[Entries from a dataset]

<<<<

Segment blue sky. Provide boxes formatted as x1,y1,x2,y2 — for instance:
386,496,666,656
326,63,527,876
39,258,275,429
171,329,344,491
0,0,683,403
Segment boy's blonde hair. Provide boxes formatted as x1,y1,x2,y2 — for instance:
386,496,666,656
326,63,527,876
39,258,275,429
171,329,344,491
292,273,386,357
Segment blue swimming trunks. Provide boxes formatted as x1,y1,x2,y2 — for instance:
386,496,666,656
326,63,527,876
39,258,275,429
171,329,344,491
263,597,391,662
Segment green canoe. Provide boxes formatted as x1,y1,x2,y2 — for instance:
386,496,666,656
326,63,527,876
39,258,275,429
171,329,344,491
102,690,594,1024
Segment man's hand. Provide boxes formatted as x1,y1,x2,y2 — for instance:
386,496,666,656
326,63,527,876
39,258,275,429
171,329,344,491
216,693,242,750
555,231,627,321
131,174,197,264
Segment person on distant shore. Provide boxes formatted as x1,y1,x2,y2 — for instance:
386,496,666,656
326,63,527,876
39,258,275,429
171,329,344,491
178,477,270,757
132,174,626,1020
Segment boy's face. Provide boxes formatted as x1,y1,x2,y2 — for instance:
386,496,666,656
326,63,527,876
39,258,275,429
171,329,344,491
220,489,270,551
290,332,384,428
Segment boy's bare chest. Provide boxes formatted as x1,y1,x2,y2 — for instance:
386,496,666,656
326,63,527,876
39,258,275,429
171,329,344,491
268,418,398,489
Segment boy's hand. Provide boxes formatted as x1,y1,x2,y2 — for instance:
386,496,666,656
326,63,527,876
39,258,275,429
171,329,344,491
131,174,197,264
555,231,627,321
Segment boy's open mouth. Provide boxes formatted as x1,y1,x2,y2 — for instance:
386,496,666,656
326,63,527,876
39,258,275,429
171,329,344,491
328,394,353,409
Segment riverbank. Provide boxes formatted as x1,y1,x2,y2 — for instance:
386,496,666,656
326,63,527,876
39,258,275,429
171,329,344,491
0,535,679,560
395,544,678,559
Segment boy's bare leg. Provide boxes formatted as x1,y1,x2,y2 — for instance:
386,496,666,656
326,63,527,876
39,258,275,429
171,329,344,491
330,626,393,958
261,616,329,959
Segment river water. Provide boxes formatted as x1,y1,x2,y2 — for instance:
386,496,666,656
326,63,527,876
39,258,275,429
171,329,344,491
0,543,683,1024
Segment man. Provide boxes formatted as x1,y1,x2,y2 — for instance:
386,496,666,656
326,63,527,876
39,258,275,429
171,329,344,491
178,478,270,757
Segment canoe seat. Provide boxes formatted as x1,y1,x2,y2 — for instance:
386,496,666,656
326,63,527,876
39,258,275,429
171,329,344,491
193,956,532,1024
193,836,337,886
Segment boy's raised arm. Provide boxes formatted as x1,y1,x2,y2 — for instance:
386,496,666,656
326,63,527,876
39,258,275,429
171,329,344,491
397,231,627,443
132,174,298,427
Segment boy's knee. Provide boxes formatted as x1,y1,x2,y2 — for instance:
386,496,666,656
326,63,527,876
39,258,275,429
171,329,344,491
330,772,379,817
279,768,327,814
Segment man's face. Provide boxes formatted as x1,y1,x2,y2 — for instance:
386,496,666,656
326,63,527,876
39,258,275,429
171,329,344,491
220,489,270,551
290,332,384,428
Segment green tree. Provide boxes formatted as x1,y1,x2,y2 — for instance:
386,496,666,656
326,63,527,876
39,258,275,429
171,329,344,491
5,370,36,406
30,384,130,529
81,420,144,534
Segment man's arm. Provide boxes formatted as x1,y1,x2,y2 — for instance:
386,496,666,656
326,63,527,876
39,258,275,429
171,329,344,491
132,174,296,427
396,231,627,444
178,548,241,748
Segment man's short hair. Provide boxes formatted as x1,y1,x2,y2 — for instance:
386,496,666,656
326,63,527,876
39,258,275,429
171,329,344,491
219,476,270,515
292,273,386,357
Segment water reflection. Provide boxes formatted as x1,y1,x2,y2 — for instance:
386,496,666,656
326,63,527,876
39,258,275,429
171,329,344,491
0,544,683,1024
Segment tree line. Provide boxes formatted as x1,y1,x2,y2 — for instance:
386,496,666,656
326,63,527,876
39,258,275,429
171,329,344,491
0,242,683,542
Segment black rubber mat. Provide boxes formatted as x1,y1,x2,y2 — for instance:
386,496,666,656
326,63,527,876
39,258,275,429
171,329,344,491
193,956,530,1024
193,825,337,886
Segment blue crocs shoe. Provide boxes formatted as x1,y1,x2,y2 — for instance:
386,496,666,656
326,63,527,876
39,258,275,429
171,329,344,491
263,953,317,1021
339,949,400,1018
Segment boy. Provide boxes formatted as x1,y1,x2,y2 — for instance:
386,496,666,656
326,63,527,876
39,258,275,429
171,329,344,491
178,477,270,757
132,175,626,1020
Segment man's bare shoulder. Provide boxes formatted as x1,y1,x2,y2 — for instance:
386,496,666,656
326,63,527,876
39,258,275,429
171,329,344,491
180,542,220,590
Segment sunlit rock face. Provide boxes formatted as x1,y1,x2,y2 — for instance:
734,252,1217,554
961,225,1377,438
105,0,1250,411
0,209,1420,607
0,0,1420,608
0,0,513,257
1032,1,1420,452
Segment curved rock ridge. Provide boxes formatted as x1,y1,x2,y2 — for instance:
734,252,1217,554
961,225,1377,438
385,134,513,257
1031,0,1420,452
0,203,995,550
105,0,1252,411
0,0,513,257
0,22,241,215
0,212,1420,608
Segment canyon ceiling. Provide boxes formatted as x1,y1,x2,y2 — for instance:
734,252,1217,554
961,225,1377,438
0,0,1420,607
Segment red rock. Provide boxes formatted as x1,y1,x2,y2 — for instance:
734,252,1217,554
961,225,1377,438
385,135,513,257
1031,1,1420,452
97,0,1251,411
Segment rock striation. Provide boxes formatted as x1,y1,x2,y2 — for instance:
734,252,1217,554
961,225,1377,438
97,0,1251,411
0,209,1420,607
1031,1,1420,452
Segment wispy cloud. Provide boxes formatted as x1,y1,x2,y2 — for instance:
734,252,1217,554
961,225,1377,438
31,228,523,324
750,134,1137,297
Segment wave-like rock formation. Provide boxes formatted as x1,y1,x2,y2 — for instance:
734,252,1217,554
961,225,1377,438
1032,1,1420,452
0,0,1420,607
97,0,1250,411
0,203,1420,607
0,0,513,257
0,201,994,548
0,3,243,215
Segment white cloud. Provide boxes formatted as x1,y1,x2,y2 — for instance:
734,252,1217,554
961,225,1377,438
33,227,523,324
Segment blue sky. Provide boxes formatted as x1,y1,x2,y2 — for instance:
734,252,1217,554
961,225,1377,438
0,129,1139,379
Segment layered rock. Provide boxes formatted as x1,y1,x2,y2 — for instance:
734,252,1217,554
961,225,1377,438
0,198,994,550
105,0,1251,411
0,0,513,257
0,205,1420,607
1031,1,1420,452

>>>>
<<<<

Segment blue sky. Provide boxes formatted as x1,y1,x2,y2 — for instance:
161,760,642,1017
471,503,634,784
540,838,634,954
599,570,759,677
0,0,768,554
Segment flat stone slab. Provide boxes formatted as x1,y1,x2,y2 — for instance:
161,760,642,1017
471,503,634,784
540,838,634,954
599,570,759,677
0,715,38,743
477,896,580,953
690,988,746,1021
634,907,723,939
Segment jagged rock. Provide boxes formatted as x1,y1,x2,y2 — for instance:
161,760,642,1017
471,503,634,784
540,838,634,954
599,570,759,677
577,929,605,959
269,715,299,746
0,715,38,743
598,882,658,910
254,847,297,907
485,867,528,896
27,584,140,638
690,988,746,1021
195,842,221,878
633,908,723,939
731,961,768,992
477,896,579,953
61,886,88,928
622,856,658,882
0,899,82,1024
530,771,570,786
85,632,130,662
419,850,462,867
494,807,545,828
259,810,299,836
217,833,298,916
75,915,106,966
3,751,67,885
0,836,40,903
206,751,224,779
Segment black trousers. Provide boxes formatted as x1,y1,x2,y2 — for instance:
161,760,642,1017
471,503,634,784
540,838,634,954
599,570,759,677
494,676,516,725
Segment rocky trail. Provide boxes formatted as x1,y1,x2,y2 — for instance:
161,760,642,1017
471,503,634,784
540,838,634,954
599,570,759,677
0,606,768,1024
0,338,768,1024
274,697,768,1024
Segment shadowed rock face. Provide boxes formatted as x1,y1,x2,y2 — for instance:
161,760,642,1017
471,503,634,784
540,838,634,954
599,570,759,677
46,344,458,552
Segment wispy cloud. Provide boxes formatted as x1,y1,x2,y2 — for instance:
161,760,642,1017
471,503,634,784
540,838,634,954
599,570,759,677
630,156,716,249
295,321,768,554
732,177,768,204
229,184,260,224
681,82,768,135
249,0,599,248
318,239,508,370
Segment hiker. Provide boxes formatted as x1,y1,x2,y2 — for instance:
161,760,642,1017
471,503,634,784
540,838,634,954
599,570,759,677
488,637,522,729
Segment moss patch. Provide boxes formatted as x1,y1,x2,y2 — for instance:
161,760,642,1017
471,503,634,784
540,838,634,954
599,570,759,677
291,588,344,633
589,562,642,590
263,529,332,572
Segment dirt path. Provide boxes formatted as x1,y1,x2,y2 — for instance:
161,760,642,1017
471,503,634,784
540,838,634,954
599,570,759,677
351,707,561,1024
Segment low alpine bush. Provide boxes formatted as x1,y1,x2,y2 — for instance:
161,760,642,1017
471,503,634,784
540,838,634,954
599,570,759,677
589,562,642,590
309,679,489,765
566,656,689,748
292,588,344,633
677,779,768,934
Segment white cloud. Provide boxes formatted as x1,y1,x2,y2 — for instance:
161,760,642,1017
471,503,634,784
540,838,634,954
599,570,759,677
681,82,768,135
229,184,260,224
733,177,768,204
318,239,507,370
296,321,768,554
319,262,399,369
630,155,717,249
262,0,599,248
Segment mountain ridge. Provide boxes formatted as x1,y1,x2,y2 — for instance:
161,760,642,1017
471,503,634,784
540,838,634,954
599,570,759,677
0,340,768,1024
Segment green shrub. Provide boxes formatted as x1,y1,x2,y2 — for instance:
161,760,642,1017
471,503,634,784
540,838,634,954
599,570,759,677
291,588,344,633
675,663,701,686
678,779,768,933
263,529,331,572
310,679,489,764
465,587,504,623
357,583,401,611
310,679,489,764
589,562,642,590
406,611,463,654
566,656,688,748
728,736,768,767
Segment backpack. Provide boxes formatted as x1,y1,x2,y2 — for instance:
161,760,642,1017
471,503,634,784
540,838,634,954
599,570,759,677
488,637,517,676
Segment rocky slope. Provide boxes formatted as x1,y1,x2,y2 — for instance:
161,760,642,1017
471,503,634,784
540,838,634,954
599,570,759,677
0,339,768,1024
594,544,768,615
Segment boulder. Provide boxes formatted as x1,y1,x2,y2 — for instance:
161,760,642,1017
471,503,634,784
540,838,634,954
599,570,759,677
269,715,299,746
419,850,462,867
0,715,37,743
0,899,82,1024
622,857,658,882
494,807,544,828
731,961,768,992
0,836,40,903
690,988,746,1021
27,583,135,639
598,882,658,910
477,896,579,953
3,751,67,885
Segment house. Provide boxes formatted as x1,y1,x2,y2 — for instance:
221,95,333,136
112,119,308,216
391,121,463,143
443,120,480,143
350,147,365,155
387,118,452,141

>>>>
<<<<

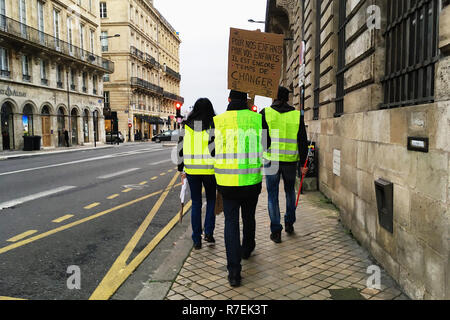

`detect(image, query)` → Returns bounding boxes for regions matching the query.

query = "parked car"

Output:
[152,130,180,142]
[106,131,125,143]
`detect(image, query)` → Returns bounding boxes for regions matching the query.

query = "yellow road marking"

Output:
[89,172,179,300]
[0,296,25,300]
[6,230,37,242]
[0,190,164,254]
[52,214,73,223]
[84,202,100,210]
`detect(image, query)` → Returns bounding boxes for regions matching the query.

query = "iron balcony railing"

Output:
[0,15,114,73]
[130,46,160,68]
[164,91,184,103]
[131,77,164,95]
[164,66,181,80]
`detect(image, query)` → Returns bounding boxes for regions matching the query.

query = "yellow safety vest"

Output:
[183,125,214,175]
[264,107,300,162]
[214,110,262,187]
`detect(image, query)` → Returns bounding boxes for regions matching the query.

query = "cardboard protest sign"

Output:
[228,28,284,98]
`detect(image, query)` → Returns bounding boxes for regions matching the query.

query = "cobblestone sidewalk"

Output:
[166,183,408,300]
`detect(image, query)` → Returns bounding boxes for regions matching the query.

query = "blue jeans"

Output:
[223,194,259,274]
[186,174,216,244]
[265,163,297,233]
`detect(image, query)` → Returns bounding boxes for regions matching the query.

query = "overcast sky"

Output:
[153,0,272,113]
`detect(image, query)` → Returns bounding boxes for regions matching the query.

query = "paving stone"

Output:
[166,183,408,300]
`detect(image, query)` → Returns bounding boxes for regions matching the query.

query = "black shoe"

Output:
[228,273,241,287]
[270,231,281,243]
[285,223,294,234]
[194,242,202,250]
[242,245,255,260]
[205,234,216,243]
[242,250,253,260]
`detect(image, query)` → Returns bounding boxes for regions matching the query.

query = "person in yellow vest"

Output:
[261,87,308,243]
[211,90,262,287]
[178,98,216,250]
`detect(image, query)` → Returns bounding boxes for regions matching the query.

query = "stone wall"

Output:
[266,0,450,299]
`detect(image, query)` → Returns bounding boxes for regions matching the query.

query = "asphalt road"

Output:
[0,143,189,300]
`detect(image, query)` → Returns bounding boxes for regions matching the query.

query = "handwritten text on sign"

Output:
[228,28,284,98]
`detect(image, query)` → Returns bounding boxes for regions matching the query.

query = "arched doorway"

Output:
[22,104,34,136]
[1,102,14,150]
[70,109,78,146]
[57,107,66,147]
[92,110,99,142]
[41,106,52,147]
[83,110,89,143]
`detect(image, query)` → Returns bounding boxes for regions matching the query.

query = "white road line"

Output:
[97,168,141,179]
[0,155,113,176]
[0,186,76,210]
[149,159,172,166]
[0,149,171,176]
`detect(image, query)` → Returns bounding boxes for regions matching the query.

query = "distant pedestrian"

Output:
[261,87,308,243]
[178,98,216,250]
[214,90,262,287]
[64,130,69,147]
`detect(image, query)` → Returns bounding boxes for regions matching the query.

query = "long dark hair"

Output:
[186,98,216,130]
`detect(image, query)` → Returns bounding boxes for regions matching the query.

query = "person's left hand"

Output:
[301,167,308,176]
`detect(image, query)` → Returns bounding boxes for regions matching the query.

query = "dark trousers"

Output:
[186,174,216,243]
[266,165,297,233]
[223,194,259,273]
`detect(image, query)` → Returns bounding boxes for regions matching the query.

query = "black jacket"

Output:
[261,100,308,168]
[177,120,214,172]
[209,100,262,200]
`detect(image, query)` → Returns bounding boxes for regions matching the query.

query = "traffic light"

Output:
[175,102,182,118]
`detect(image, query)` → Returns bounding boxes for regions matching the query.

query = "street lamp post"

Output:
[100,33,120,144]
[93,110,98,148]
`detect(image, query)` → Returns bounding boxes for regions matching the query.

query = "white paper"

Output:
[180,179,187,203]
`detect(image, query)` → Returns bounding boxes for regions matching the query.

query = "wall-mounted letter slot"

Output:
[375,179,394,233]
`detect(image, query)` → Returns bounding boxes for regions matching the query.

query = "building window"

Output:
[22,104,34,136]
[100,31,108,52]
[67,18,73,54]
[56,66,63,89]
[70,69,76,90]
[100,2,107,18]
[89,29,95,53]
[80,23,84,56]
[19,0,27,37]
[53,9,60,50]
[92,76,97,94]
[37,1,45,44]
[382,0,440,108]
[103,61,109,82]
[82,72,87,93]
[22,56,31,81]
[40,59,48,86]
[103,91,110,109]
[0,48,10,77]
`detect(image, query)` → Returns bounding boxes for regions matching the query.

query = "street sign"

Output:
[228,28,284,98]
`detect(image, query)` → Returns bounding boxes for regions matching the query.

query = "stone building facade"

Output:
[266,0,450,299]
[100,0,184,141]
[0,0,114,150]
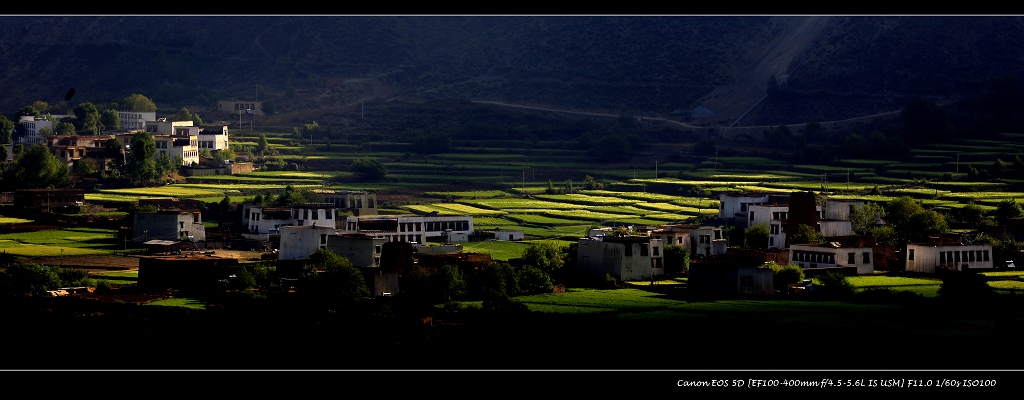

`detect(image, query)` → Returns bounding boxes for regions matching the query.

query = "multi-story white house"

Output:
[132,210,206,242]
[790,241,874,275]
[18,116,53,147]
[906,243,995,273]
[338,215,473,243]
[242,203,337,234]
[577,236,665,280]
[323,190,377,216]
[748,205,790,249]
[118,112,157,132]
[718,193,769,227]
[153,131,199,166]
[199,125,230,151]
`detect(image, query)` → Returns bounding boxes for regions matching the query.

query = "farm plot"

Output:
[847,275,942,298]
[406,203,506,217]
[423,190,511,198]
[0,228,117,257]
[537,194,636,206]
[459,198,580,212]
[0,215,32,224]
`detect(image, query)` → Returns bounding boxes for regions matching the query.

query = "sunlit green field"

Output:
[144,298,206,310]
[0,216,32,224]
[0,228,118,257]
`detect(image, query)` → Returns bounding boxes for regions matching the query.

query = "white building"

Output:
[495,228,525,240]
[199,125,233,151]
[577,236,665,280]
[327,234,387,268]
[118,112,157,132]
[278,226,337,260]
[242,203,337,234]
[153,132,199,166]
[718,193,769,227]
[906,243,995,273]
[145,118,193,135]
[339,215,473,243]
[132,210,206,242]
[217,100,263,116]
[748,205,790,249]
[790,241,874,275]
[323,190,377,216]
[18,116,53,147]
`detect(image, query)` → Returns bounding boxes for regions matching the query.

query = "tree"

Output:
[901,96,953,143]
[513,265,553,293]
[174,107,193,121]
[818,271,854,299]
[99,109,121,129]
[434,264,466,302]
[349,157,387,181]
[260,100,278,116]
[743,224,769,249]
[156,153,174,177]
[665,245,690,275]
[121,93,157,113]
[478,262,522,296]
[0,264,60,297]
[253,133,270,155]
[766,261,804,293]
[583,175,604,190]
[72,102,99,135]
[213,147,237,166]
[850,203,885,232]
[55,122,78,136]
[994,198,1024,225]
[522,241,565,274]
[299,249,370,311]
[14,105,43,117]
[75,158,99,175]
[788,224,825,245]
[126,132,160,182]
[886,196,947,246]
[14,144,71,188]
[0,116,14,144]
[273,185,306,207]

>>>>

Convert the part of the listing that opens with the line containing "Segment black trousers." and closes with the line containing "262,0,599,248" into a Markdown table with the columns n and Line, giving each line a row number and skipping blank lines.

| n | Line |
|---|---|
| 1 | Segment black trousers. Provide boxes formatted as x1,y1,x2,y2 — for instance: |
| 2 | 161,760,642,1017 |
| 3 | 471,503,634,784 |
| 4 | 540,838,634,954 |
| 5 | 599,570,759,677 |
| 6 | 494,676,516,725 |
| 7 | Segment rocky trail. Provide boxes formatted as x1,y1,x2,y2 — for instance: |
| 8 | 161,760,642,1017 |
| 9 | 471,503,634,784 |
| 10 | 540,838,634,954 |
| 11 | 599,570,759,677 |
| 12 | 0,606,768,1024 |
| 13 | 0,338,768,1024 |
| 14 | 274,697,768,1024 |
| 15 | Segment shadowed rock face. Provide boxes formatted as x1,y1,x2,y2 — for instance: |
| 16 | 161,760,642,1017 |
| 17 | 471,503,634,784 |
| 18 | 540,838,634,954 |
| 19 | 599,570,759,677 |
| 20 | 46,344,458,552 |
| 21 | Segment wispy cloud. Provide boxes formatted as x1,y1,x2,y2 — for instance: |
| 22 | 161,760,642,1017 |
| 23 | 471,503,634,784 |
| 24 | 540,838,634,954 |
| 25 | 599,570,759,677 |
| 26 | 630,156,716,249 |
| 27 | 295,321,768,554 |
| 28 | 732,177,768,204 |
| 29 | 229,184,260,224 |
| 30 | 681,82,768,135 |
| 31 | 249,0,599,248 |
| 32 | 318,239,508,370 |
| 33 | Segment hiker. Provide boxes formatted as x1,y1,x2,y2 — for instance: |
| 34 | 161,760,642,1017 |
| 35 | 471,503,634,784 |
| 36 | 540,838,634,954 |
| 37 | 599,570,759,677 |
| 38 | 488,637,522,729 |
| 39 | Segment moss patch. Provide boxes formatted as x1,y1,x2,y2 — for instance: |
| 40 | 161,760,642,1017 |
| 41 | 471,503,634,784 |
| 42 | 540,838,634,954 |
| 43 | 599,570,759,677 |
| 44 | 291,588,344,633 |
| 45 | 589,562,642,590 |
| 46 | 263,529,332,572 |
| 47 | Segment dirt path. Provide boxes formatted as x1,y1,x2,y2 — for instance: |
| 48 | 161,760,642,1017 |
| 49 | 471,503,634,784 |
| 50 | 540,838,634,954 |
| 51 | 599,570,759,677 |
| 52 | 351,707,561,1024 |
| 53 | Segment low alpine bush. Provide boxes formatted as x1,y1,x2,y2 — for instance: |
| 54 | 161,760,642,1017 |
| 55 | 471,503,634,784 |
| 56 | 540,838,634,954 |
| 57 | 599,570,759,677 |
| 58 | 589,562,642,590 |
| 59 | 309,679,489,765 |
| 60 | 566,656,689,748 |
| 61 | 292,588,344,633 |
| 62 | 677,779,768,934 |
| 63 | Segment white cloud. Provide boxes formatted as x1,y1,x2,y2 — for instance: |
| 64 | 161,760,642,1017 |
| 65 | 471,503,634,784 |
| 66 | 540,838,634,954 |
| 67 | 599,570,759,677 |
| 68 | 681,82,768,135 |
| 69 | 229,184,260,224 |
| 70 | 733,177,768,204 |
| 71 | 318,239,507,370 |
| 72 | 296,321,768,554 |
| 73 | 319,262,399,369 |
| 74 | 630,155,717,249 |
| 75 | 262,0,599,248 |